== Input ==
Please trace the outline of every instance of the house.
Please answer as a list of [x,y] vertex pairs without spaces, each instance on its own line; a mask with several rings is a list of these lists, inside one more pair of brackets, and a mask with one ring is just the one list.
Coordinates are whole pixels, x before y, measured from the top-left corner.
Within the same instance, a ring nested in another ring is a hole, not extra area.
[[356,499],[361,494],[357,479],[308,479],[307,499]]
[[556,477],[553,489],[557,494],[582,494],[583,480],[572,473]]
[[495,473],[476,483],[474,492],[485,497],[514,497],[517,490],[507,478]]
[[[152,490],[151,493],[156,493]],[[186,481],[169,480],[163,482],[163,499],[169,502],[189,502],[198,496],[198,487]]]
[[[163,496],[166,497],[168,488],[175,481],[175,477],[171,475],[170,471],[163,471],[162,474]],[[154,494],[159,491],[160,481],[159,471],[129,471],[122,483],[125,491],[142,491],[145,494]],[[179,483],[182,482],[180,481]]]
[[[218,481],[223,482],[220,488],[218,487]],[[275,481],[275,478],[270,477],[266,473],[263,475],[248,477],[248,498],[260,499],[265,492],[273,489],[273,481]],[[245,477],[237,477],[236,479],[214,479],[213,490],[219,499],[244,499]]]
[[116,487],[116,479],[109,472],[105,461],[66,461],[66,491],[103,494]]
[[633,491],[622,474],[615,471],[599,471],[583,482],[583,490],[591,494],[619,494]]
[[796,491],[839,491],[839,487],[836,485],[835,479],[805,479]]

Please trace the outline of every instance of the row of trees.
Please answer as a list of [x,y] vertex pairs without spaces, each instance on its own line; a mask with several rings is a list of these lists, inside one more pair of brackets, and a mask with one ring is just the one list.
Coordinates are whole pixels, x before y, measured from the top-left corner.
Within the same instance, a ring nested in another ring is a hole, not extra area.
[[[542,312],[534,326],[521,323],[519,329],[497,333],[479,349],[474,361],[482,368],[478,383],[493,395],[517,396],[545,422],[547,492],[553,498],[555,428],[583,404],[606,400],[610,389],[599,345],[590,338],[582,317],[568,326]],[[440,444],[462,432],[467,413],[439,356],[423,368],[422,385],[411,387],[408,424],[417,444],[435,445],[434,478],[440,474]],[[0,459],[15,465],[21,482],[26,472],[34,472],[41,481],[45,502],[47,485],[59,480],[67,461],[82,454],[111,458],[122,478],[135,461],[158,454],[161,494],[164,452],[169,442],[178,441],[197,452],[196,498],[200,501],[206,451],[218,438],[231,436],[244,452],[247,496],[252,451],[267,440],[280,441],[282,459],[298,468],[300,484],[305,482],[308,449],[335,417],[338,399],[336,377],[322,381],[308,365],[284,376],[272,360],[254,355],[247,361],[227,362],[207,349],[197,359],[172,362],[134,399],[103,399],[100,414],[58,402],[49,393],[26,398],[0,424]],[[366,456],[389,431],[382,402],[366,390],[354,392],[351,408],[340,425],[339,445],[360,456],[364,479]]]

== Request ==
Reproduce every line above character for character, with no changes.

== Response to the task ==
Please trace the outline of every instance of the house.
Please answer as a list of [x,y] vertex pairs without spaces, each instance on its own line; a mask with several rings is a list of these lists, inside one more pair of brackets, and a mask with one ring is just the one list.
Coordinates are whole pixels, x before y, measured from the top-left corner.
Within the same instance, a ring nested in another ring is a hole, not extra area.
[[356,499],[361,494],[357,479],[308,479],[307,499]]
[[556,477],[553,489],[557,494],[582,494],[583,480],[572,473]]
[[495,473],[476,483],[474,492],[485,497],[514,497],[517,490],[507,478]]
[[[152,490],[151,493],[156,493]],[[186,481],[169,480],[163,482],[163,499],[169,502],[189,502],[198,496],[198,487]]]
[[[163,496],[166,497],[168,488],[175,481],[175,477],[171,475],[170,471],[163,471],[162,474]],[[154,494],[159,491],[160,481],[159,471],[129,471],[122,483],[125,491],[142,491],[145,494]],[[179,483],[182,482],[180,481]]]
[[[218,481],[223,482],[220,488],[218,487]],[[275,481],[275,478],[270,477],[266,473],[263,475],[248,477],[248,498],[260,499],[265,492],[273,489],[273,481]],[[245,477],[237,477],[236,479],[214,479],[213,490],[219,499],[244,499]]]
[[116,487],[116,479],[109,472],[105,461],[66,461],[66,491],[103,494]]
[[633,491],[622,474],[615,471],[599,471],[583,482],[583,490],[591,494],[619,494]]
[[796,491],[839,491],[839,487],[836,485],[835,479],[805,479]]

Please trace the outline of every instance of the row of trees.
Please answer as a list of [x,y] vertex pairs without spaces, each instance on its own line; a mask with several rings is a list of these lists, inside one more pair of brackets, and a mask with one ring is just the one list.
Coordinates are whole pixels, x before y, measured from the top-left corner.
Within the same instance, a ring nested in another ring is a hole, not extra area.
[[[542,312],[534,326],[521,323],[519,329],[497,333],[479,349],[474,361],[482,368],[478,383],[493,395],[517,396],[545,422],[547,492],[553,498],[555,428],[583,404],[606,400],[610,389],[599,345],[590,338],[582,317],[568,326]],[[440,444],[462,432],[467,413],[439,356],[423,368],[422,385],[411,387],[408,424],[417,444],[435,445],[434,478],[440,474]],[[0,459],[15,465],[21,482],[26,472],[34,472],[41,481],[45,502],[47,485],[59,480],[67,461],[82,454],[111,458],[122,478],[135,461],[158,454],[161,494],[164,452],[169,442],[178,441],[197,452],[196,498],[200,501],[206,451],[218,438],[231,436],[244,452],[247,496],[252,451],[267,440],[280,441],[282,459],[298,468],[300,484],[305,482],[308,449],[335,417],[338,399],[336,377],[322,381],[308,365],[284,376],[272,360],[254,355],[247,361],[227,362],[207,349],[197,359],[172,362],[134,399],[103,399],[100,414],[58,402],[49,393],[26,398],[0,424]],[[366,456],[389,431],[382,402],[366,390],[354,392],[351,408],[340,425],[339,445],[360,456],[364,479]]]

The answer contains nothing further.